### Directives
[1] In the post about Matt Cain's perfect game, in which inning did Gregor Blanco make his catch?
[2] Condense the paragraph beginning "One of the most amazing moments" in the post about Matt Cain's perfect game into two shorter sentences, keeping its main facts.
[3] Carry on the post about Matt Cain's perfect game from the point where it stops.

Off the Top: SF Giants Entries
A Pitcher's Perfect Game is a Team Effort
Tuesday night Matt Cain of the San Francisco Giant’s pitched a perfect game (no hits, no walks, nor errors, and no runs). This was the first perfect game by a Giant in the 130 years the club has been around. Cain’s 14 strike out tied the best perfect game of Sandy Kolfax, so 2 of the 22 best perfect games ever.
But it Takes a Team
One of the most amazing moments in this perfect game was in the 7th inning when the Giants’ Gregor Blanco made an amazing play on the Astros’ Jordan Schafer’s smash drive to center field. There was a whole lot of amazing and special in his play, but the most amazing bit came in his talking about the play the following day.
From yesterday’s MLB.com article Cain bak at work as Giants revel in perfecto Gregor Blanco talks about his talk with Cain after the game and Cain’s deep appreciation of that catch that saved the perfect game…
Right fielder Gregor Blanco spoke at length about his remarkable seventh-inning catch of Jordan Schafer’s drive to the center-field warning track.

### Supplied records

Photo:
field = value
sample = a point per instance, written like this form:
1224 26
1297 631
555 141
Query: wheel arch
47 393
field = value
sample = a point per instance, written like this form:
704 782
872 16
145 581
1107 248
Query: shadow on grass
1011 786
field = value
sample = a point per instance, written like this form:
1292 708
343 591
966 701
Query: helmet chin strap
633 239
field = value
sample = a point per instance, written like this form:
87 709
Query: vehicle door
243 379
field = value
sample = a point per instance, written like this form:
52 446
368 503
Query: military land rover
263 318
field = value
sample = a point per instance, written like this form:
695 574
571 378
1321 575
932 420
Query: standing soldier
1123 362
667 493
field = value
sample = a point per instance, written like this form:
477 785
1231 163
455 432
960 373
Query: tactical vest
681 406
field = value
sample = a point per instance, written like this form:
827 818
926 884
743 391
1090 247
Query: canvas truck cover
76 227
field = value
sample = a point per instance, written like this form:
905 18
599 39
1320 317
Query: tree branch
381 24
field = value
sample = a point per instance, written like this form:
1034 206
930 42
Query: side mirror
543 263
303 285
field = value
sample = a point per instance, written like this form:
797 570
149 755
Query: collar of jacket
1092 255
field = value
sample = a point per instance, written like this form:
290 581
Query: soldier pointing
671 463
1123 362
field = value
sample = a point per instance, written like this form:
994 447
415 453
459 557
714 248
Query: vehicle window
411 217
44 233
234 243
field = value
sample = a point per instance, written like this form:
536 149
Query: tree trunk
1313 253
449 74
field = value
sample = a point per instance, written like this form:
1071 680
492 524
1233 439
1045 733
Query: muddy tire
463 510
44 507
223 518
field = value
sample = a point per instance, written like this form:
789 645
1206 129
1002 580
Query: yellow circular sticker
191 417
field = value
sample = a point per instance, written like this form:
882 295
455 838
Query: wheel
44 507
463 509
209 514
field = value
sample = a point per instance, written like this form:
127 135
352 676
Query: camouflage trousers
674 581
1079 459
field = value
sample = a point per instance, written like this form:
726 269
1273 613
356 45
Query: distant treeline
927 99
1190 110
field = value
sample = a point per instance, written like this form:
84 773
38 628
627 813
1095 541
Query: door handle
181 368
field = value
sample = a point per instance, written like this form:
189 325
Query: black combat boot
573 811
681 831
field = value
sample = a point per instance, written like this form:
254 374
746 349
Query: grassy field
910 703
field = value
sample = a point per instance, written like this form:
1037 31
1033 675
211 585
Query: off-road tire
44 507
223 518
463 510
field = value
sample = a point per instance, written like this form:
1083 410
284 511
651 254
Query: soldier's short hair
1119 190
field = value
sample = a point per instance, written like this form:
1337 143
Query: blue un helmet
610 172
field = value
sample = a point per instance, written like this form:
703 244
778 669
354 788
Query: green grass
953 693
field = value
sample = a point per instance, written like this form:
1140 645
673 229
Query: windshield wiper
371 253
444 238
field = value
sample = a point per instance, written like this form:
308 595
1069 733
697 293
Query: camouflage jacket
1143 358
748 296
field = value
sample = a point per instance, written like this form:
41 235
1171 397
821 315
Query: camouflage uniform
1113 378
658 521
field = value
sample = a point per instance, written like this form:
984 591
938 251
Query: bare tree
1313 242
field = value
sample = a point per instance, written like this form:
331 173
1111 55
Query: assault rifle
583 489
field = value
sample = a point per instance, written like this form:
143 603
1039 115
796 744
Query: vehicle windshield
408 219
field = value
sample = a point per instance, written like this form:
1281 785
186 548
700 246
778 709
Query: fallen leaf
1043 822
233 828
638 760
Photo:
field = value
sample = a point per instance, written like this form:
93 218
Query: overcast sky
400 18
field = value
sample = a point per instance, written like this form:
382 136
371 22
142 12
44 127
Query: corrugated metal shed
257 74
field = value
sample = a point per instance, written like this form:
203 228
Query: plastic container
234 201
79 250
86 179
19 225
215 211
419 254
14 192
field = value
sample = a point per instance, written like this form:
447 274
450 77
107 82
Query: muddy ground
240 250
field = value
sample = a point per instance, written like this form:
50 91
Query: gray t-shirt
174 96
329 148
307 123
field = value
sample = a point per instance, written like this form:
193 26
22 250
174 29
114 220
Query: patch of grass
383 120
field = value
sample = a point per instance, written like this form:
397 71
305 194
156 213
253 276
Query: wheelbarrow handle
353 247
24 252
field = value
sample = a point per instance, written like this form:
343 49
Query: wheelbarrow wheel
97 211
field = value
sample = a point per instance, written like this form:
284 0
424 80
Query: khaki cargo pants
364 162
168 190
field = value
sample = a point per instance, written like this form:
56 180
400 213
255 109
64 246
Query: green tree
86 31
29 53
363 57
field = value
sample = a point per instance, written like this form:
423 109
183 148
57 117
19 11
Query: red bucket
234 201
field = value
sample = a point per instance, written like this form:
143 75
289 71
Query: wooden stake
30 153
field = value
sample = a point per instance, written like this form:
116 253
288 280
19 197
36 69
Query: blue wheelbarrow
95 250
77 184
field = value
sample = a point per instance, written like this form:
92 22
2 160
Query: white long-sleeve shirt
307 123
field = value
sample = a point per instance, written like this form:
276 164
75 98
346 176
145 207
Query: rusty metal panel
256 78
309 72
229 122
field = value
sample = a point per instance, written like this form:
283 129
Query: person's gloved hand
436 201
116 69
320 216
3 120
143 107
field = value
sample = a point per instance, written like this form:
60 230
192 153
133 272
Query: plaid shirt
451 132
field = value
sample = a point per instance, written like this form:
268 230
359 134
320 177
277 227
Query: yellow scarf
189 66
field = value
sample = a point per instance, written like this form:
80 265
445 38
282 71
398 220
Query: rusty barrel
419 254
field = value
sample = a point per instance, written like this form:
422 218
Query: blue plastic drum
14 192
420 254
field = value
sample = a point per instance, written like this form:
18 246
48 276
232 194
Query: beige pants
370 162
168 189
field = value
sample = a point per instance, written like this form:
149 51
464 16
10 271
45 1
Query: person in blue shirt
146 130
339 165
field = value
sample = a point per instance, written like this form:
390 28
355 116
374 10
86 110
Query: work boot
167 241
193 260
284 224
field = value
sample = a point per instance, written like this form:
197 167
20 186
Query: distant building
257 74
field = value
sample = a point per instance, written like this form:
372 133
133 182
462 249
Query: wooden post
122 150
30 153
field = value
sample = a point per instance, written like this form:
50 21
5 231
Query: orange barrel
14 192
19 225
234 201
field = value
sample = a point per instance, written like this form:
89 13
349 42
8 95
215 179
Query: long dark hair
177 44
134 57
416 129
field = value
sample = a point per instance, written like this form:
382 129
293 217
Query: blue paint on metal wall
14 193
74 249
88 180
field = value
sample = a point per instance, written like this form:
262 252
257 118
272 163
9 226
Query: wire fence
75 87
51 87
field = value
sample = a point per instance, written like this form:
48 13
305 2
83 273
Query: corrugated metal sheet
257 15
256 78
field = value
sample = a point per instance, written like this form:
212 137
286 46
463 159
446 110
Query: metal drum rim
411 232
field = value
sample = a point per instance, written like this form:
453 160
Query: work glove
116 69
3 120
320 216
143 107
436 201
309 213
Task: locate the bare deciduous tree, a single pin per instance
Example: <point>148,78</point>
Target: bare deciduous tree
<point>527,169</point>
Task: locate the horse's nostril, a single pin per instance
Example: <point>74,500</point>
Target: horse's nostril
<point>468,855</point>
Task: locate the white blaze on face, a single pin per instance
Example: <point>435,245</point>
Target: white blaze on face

### Exercise responses
[1] The seventh inning.

[2] In the 7th inning of the perfect game, the Giants' Gregor Blanco made an amazing play on a smash drive to center field by the Astros' Jordan Schafer. The most amazing part came the next day, when he talked about the play.

[3]
Blanco refused Cain’s offer to reward him for his impossible grab. “He asked me what I wanted – a watch, a car, a house,” Blanco said, prompting laughter from reporters. “I said, ‘No man, we’re a team. I’m always there for you.’” Having the chance to make such plays is its own reward, Blanco said. “I work hard, and it’s great to have a moment like this in my career,” he said. “I’m enjoying this, enjoying the moment, and I’m just thankful to the Giants for the opportunity.”
Blanco repeated that he didn’t think he could run down Schafer’s drive. It wasn’t false modesty.
This understanding of team is fantastic. (I do love Matt Cain’s gesture of reward, and Matt’s hat tip to Gregor just after the play as it was pure class and grace.) It is a great thing when many moving parts come together like this. When each member is looking out for the team and supporting those who are having a shining moment reach their best.
This, is what it is all about!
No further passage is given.